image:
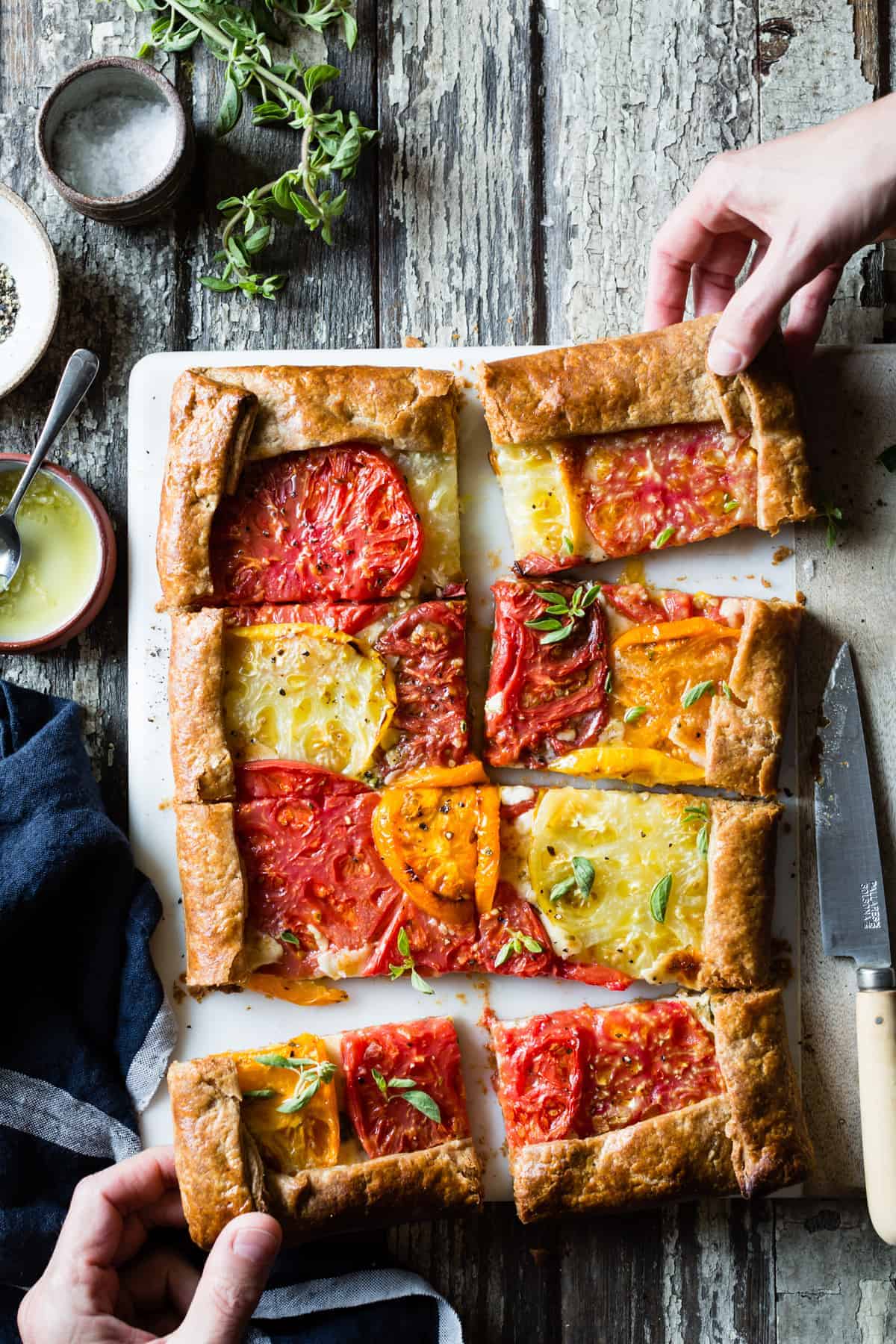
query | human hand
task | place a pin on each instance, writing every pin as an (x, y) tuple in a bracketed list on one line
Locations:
[(100, 1288), (808, 202)]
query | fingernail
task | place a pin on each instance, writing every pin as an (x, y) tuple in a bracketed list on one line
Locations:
[(255, 1245), (724, 359)]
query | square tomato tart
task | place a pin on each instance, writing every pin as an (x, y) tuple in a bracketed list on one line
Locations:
[(650, 1101), (302, 484), (326, 1133), (656, 687), (633, 444)]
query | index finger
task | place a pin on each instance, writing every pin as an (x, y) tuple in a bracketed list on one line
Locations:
[(102, 1204)]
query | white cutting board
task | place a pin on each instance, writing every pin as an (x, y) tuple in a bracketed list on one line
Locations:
[(739, 564)]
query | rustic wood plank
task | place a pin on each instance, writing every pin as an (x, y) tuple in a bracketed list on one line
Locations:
[(640, 97), (458, 196)]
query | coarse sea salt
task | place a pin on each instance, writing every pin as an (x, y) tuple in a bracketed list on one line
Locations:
[(113, 146)]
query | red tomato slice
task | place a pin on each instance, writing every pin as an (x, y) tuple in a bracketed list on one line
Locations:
[(539, 691), (649, 1058), (637, 484), (508, 915), (426, 1053), (312, 868), (347, 617), (329, 523), (543, 1068), (438, 949), (426, 650)]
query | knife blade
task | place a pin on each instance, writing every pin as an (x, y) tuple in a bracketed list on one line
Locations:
[(853, 922), (850, 882)]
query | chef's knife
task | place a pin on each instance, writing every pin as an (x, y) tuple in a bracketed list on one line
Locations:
[(853, 924)]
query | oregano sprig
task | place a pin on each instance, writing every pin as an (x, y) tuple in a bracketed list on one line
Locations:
[(238, 35), (403, 945)]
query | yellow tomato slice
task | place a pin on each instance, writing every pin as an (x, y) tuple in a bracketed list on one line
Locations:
[(305, 692), (641, 765), (659, 632), (428, 839), (304, 992), (289, 1142)]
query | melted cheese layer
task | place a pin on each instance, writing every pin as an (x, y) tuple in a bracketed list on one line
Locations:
[(304, 692), (633, 841)]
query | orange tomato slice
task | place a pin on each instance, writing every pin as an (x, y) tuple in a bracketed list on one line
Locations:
[(441, 847), (301, 1139), (304, 992), (660, 631)]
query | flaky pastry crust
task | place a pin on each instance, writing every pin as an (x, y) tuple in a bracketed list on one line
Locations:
[(751, 1139), (222, 1172), (214, 890), (210, 428), (200, 759), (746, 734), (652, 379)]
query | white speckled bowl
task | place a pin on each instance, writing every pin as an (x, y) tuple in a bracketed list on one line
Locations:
[(28, 255)]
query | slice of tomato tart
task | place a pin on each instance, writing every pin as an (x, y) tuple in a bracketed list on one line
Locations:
[(640, 886), (615, 682), (309, 484), (326, 1133), (373, 691), (649, 1101), (309, 875), (633, 444)]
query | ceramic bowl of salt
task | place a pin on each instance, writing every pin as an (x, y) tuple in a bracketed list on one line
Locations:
[(114, 140)]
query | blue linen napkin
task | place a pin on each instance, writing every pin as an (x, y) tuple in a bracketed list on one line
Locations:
[(87, 1031)]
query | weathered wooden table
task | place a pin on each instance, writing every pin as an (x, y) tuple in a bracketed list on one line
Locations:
[(528, 152)]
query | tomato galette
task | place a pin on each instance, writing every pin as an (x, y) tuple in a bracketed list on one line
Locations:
[(326, 1133), (308, 874), (633, 444), (370, 690), (309, 484), (615, 682), (648, 1101)]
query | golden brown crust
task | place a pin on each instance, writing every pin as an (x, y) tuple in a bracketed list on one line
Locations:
[(220, 1169), (200, 761), (210, 429), (222, 1174), (376, 1191), (650, 379), (770, 1140), (214, 890), (736, 934), (314, 406), (744, 739), (676, 1156)]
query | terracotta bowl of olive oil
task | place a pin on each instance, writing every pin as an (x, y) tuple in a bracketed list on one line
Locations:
[(67, 558)]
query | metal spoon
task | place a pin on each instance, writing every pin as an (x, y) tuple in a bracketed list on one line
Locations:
[(77, 378)]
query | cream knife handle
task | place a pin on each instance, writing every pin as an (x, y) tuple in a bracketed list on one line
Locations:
[(876, 1030)]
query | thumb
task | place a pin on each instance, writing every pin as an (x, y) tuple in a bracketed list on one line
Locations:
[(233, 1281)]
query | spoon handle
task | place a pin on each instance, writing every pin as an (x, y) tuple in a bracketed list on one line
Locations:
[(77, 378)]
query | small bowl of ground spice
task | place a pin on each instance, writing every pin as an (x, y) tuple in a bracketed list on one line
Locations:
[(114, 140), (28, 290)]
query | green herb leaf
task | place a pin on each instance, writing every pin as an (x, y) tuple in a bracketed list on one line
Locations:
[(425, 1104), (660, 898), (583, 874), (695, 692), (504, 953), (420, 984), (561, 889)]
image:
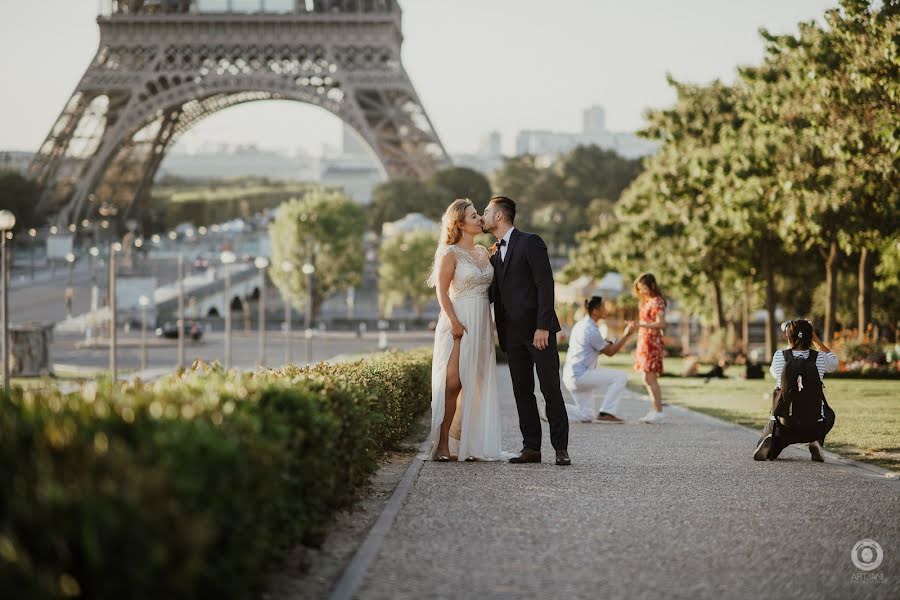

Set task – Could you transcribe the stretch of the listing from the line containing "query | oregano sprig" through the line containing "734), (652, 379)]", both included, character for character?

Expected answer –
query | oregano sprig
task | place a pin on each instance, writing every pin as an (x, y) tuple in a bracketed list on one line
Locations:
[(238, 35), (403, 945)]
query | yellow tomato slice
task | place a pin on each instance, writing every pin as an (x, y) tuple in a bracketed list on one line
Locations:
[(305, 692), (641, 765), (659, 632), (428, 839), (304, 992), (289, 1142)]
query | melted cheese layer
task | place a pin on each instance, writing every pin as an (x, y) tuple in a bracketed list on one line
Locations:
[(304, 692), (633, 841)]
query | orange tomato slice
task | place a pin on each instance, writing every pin as an (x, y) tuple in a bracketed list on one line
Locations:
[(441, 847), (301, 1139), (304, 992), (660, 631)]
query | flaky pastry crust
task | place a pin on each instance, writing every pin as an (x, y) tuple in a bracketed list on one line
Locations:
[(751, 1139), (222, 1172), (214, 890), (210, 428), (200, 759), (746, 734), (652, 379)]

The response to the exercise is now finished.